[Saved data entries]

===============

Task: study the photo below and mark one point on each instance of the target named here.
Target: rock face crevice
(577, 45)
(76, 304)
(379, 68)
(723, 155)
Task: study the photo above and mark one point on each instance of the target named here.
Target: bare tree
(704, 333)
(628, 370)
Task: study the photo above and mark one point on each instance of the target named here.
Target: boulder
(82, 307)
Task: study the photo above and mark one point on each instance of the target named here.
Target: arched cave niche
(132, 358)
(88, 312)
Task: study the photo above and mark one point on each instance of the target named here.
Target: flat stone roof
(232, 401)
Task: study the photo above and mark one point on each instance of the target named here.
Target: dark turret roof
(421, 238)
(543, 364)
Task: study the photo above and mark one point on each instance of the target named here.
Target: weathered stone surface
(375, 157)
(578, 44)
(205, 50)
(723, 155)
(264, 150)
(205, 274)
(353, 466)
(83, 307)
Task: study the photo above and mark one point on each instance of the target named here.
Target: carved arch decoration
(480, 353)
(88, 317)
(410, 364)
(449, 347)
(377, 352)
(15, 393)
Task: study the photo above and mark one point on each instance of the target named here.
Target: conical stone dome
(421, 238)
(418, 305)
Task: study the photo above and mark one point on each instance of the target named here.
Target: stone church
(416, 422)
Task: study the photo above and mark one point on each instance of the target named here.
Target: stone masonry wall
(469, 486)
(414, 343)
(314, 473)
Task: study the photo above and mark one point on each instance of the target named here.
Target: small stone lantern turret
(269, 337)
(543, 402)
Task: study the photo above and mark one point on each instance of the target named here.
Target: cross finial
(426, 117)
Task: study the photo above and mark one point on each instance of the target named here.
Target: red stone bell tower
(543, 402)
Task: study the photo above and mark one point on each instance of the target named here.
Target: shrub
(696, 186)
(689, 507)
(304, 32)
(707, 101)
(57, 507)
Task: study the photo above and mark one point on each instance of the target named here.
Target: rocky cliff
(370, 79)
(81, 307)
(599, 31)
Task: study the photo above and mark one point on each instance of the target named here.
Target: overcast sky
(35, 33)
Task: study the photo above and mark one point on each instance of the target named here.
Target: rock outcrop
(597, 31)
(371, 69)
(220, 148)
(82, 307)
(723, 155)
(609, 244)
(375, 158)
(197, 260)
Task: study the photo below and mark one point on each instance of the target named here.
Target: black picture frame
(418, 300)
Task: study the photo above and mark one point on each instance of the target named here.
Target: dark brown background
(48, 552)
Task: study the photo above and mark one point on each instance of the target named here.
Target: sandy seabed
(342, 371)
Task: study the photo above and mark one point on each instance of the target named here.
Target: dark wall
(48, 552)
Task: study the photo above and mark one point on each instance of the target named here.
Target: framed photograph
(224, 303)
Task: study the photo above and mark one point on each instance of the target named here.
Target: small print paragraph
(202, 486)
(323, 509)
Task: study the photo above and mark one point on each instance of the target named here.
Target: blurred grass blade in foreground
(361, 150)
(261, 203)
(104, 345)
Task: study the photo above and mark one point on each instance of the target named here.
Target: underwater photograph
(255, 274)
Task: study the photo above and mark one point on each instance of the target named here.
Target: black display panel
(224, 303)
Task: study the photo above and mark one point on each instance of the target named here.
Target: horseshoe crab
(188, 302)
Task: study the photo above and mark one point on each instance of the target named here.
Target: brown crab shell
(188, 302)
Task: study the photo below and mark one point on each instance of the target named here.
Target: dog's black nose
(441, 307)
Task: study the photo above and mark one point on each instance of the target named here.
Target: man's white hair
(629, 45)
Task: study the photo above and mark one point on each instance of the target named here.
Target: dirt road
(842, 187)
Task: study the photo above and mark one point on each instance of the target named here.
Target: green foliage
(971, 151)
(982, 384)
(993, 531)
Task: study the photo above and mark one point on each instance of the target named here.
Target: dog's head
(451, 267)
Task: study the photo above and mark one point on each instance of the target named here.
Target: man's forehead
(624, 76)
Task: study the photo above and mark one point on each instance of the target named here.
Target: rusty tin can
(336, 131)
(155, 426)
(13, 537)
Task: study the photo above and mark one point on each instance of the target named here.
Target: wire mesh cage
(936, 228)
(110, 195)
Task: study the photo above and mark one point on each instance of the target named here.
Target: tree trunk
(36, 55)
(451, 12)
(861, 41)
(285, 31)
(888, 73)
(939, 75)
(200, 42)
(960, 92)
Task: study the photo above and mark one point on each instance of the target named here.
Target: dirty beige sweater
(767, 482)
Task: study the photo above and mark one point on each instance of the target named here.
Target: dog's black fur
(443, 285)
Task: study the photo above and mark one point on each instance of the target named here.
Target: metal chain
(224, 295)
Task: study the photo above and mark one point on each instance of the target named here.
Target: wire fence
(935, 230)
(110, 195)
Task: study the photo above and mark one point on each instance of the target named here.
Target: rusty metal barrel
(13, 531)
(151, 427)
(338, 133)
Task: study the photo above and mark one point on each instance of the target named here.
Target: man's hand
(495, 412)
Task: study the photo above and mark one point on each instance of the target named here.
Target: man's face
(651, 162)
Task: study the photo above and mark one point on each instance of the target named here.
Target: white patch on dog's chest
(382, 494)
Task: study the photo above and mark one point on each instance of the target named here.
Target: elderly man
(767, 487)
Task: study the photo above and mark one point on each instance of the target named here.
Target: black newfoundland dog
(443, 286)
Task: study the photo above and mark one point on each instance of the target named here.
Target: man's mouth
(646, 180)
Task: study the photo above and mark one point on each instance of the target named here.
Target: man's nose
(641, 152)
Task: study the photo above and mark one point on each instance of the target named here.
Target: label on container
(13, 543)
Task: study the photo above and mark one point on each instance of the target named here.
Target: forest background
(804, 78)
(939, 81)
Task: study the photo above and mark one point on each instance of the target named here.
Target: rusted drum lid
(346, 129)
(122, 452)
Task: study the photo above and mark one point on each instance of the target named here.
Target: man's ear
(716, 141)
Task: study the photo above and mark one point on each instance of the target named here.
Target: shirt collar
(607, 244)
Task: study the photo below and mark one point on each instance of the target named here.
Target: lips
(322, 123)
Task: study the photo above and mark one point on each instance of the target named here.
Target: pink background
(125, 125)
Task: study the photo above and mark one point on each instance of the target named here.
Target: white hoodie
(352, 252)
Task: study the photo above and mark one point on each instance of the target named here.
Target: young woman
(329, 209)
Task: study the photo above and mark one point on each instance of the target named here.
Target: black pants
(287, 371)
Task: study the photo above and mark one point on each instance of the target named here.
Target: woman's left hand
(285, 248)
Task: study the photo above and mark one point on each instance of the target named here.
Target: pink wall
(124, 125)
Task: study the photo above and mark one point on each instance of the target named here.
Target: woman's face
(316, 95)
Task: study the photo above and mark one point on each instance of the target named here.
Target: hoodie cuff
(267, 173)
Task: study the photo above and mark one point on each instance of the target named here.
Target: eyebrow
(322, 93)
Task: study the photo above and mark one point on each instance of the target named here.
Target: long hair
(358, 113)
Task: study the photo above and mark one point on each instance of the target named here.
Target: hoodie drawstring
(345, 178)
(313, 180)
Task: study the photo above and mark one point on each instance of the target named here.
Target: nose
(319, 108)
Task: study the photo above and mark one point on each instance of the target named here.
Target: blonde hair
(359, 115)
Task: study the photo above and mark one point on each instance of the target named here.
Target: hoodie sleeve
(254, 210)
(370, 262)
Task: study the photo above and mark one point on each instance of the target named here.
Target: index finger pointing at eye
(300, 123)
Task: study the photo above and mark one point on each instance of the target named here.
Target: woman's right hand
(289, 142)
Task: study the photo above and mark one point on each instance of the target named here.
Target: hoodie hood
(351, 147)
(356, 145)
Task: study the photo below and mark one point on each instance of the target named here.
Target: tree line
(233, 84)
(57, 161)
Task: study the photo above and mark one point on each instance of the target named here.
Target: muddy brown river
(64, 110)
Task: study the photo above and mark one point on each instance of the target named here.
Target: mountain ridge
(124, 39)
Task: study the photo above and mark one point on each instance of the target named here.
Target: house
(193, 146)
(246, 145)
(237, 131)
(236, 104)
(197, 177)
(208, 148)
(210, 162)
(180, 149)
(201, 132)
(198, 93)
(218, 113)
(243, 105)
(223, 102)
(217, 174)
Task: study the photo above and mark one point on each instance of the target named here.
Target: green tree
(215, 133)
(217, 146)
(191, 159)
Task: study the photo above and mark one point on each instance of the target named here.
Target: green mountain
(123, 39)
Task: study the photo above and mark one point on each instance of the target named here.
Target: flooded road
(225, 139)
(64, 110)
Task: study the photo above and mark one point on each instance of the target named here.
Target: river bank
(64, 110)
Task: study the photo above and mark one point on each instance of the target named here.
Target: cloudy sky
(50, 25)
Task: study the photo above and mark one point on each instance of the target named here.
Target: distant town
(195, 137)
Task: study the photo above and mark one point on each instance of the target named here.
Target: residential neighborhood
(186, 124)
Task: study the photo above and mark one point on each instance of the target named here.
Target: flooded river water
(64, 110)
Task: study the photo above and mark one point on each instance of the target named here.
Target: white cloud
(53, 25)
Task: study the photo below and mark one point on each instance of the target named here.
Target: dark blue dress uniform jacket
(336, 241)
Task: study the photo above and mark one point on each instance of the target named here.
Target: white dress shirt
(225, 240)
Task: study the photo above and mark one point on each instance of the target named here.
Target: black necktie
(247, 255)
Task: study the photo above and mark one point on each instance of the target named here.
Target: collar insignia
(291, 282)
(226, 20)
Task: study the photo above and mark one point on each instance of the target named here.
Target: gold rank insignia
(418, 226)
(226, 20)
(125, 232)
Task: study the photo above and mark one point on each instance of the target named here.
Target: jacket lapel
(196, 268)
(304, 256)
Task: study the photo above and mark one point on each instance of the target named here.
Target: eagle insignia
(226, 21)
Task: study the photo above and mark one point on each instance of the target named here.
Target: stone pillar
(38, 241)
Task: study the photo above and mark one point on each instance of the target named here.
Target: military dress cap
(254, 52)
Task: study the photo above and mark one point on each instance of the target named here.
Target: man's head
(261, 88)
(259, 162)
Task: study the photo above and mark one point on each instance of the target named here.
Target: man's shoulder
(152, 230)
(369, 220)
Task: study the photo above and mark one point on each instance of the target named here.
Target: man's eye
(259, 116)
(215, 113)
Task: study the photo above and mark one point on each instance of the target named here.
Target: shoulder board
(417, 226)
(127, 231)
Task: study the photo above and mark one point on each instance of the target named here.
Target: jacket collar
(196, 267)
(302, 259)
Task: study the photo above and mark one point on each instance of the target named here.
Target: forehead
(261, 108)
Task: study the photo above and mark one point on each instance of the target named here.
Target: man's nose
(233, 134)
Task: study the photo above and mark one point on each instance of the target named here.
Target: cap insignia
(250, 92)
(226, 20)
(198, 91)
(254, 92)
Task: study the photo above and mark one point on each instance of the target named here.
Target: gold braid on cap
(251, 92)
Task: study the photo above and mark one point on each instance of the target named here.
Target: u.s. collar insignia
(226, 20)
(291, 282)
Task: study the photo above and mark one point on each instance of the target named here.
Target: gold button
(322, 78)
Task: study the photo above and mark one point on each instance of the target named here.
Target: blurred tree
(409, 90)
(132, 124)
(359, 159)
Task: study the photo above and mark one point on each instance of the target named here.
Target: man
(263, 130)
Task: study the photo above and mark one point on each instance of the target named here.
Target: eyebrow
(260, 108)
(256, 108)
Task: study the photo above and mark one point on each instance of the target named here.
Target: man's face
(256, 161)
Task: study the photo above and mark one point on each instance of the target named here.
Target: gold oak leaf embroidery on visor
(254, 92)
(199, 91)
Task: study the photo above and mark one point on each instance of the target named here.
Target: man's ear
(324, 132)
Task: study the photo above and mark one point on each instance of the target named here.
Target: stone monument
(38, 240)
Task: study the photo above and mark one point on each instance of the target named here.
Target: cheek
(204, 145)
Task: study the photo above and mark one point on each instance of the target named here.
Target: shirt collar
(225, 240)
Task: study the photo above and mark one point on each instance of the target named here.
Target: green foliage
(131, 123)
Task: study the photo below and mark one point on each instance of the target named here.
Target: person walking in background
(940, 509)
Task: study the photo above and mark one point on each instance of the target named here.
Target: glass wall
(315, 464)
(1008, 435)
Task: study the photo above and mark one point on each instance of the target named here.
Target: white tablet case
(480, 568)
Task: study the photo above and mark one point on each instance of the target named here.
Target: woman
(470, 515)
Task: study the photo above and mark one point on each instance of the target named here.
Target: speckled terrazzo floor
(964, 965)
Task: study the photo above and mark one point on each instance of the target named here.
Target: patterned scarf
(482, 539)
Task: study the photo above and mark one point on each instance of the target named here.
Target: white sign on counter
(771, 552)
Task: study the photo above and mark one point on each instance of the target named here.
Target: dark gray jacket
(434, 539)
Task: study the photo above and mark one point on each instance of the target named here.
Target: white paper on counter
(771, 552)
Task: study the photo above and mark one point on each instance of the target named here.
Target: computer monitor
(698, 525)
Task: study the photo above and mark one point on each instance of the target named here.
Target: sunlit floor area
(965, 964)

===============

DESCRIPTION OF THE TASK - For this exercise, copy the lines from the one that contains "Target: white sign on counter" through the last line of the records, exactly and only those.

OUTPUT -
Target: white sign on counter
(771, 552)
Task: study the photo above and mark one point on each instance of the target named here.
Target: dark gray jacket
(434, 539)
Task: study the photo above and mark one point on each instance of the target named here.
Target: white paper on counter
(771, 552)
Task: study the photo above and mark one point on each instance of the target named here.
Target: computer monitor
(698, 525)
Task: study the photo above and mark one point on each instance of the target named here.
Target: sunlit floor area
(965, 964)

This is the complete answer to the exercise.